+++ Text passage
The experience at Norwich has other positive aspects, as well as fulfilling what the lieutenants missed while at NMMI. “I feel like it’s good because you find out who you really are.  You need to figure out your own responsibilities.  I feel like it’s a good change because you notice the problems with(in) yourself.”

Not falling in to three formations a day, picking pecans or marching in parades nearly every weekend, or marching to every meal, are all distinct adjustments the NMMI alums make when they attend NU.  However, interacting, working with, and living among NU’s civilian student body as commissioned officers is a change the LT’s differ in opinion on.

“It’s truly different,” Pyun said about living as a civilian student and Army officer on campus.  “We (LT’s) come here and (think) ‘how are cadets and civilians living together or working together.  It blows my mind.”

“I think it’s important that Norwich has integrated, but I think that there are a lot of standing customs that divide the two lifestyles,” Cortez said of the progressing integration of the campus and the potential for a better relationship among the student body.

The difference in opinion among the NMMI group comes into play when comparing the two corps programs.  “I think that (having a civilian side on campus) doesn’t brainwash the cadets as much,” Pyun said, considering the idea that cadets at NU can go to class and talk to other students in a relaxed environment.
++++++
+++ Record excerpts
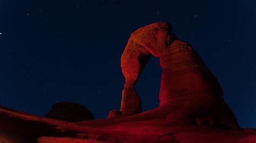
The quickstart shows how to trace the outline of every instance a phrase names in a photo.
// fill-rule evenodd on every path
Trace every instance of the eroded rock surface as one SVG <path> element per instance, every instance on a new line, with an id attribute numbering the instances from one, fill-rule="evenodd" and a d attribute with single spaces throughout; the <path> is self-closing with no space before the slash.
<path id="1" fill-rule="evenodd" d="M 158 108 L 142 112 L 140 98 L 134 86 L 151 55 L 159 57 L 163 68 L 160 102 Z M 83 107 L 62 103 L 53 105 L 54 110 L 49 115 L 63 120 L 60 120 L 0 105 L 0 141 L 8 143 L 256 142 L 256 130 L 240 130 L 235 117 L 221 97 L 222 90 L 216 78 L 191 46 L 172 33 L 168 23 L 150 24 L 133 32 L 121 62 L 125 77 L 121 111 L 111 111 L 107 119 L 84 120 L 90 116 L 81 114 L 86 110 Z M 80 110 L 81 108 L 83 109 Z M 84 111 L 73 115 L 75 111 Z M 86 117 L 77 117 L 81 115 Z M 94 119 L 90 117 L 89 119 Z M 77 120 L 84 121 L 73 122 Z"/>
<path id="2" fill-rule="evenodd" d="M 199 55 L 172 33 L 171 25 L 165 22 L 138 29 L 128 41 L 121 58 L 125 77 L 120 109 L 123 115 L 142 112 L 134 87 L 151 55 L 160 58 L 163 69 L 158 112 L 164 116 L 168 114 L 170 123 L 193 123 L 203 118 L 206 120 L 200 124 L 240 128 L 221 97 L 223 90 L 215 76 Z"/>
++++++
### Task statement
Copy out the Norwich passage word for word from "Not falling in" to "in opinion on.".

### Written answer
Not falling in to three formations a day, picking pecans or marching in parades nearly every weekend, or marching to every meal, are all distinct adjustments the NMMI alums make when they attend NU.  However, interacting, working with, and living among NU’s civilian student body as commissioned officers is a change the LT’s differ in opinion on.